Extrait —
+ + + + +
7        Le 1er août 2003, le requérant a été transféré à l’unité « Démantèlement et gestion des implantations nucléaires » du CCR. Il a également présidé le comité local du personnel de 2002 à 2005, y restant actif après cette période.

8        En réponse à la demande d’assistance, le directeur de la DG « Personnel et administration » a, par note du 9 septembre 2004, informé le requérant du fait que la Commission avait chargé l’Office d’Investigation et de discipline (IDOC) d’une enquête administrative interne, afin de vérifier si ses allégations étaient fondées ou non.

9        Par note du 4 novembre 2004, enregistrée le 11 novembre suivant auprès de l’unité « Recours » de la DG « Personnel et administration », le requérant a introduit une réclamation au titre de l’article 90, paragraphe 2, du statut, à la suite du rejet implicite de la demande d’assistance, censé être intervenu le 26 août 2004, conformément à l’article 90, paragraphe 1, du statut.

10      Aucun recours n’a été introduit contre le rejet implicite de cette réclamation, censé être intervenu le 11 mars 2005, conformément à l’article 90, paragraphe 2, deuxième alinéa, du statut.

11      Par une note du 7 mars 2005, le directeur général faisant fonction du CCR s’adressait au requérant en ces termes :

« [V]otre avocat demande à [M. V. H.] le paiement du préjudice que vous auriez subi suite à un possible harcèlement moral dont vous auriez pu faire l’objet dans le cadre de votre activité au sein de la Commission.

Je vous demande instamment de demander à votre conseil d’arrêter l’envoi de tels courriers à l’adresse privé de [M. V. H.].

Comme vous le savez, il existe dans le statut des voies de recours (notamment les articles 24 et 90 du statut) qui sont prévus pour régler de tels problèmes. […]

Enfin, je relève qu’une enquête administrative est en cours sur le même sujet que celui qui fait l’objet des lettres que votre conseil a envoyées à [M. V. H.] »
+ + + + +
Données fournies —
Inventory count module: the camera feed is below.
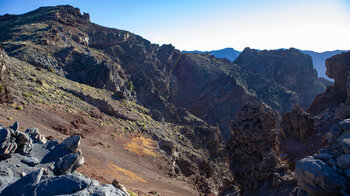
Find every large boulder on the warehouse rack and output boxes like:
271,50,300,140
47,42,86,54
295,156,347,196
309,52,350,119
0,123,127,196
280,106,314,141
295,119,350,195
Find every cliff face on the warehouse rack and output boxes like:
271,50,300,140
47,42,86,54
235,48,325,108
309,52,350,119
0,6,297,138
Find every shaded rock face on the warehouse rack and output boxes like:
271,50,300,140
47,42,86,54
0,46,12,103
295,119,350,195
0,122,128,196
227,102,283,193
280,106,314,141
235,48,325,108
309,52,350,116
0,6,297,139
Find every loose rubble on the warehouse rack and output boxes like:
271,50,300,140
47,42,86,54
228,102,286,192
295,119,350,196
0,122,129,196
+ + + + +
Exercice — Recopiez le passage de l'extrait allant de « 9        Par note du » jusqu'à « alinéa, du statut. » inclus, en remplaçant « réclamation » par « plainte ».

Corrigé —
9        Par note du 4 novembre 2004, enregistrée le 11 novembre suivant auprès de l’unité « Recours » de la DG « Personnel et administration », le requérant a introduit une plainte au titre de l’article 90, paragraphe 2, du statut, à la suite du rejet implicite de la demande d’assistance, censé être intervenu le 26 août 2004, conformément à l’article 90, paragraphe 1, du statut.

10      Aucun recours n’a été introduit contre le rejet implicite de cette plainte, censé être intervenu le 11 mars 2005, conformément à l’article 90, paragraphe 2, deuxième alinéa, du statut.